_TASK_. Pick each line that has "mask" out of the records.

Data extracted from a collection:

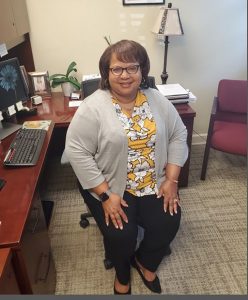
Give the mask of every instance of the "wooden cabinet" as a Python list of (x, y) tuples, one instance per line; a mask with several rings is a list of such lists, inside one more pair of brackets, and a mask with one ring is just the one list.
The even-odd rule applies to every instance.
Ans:
[(26, 0), (0, 0), (0, 44), (29, 32)]
[(10, 248), (0, 249), (0, 295), (20, 294)]

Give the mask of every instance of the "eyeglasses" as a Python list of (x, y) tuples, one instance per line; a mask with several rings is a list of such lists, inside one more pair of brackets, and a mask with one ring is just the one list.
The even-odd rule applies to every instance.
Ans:
[(120, 76), (124, 70), (126, 70), (126, 72), (128, 74), (136, 74), (139, 70), (139, 67), (140, 67), (140, 65), (132, 65), (132, 66), (128, 66), (126, 68), (113, 67), (113, 68), (109, 68), (109, 70), (112, 72), (113, 75)]

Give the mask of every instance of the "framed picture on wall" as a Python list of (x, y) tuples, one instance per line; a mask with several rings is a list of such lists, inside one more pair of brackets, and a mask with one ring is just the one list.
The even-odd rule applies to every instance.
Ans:
[(39, 95), (42, 98), (51, 97), (51, 87), (48, 80), (48, 72), (29, 72), (32, 94)]
[(165, 0), (122, 0), (123, 5), (165, 4)]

_ANSWER TO THIS PROBLEM_.
Give the mask of every instance of the "wooden cabinet" as a Python list of (x, y) tuples, one instance per line; a mask with several rings is a list of such lists, inside one more pair of brackets, and a mask with one ring is just the one list.
Give the mask of every instance of the "eyeglasses" as a Python list of (x, y) tuples, one instance per line; a mask with several rings is a list of such lists, inside one more pair of brackets, and a mask with one ring is just the one list.
Give the mask of every instance of the "framed picture on wall" as a Python list of (x, y) tuples, one instance per line; a mask with several rings is a list of such lists, inside one more pair of brackets, and a mask with one ring is just the one list.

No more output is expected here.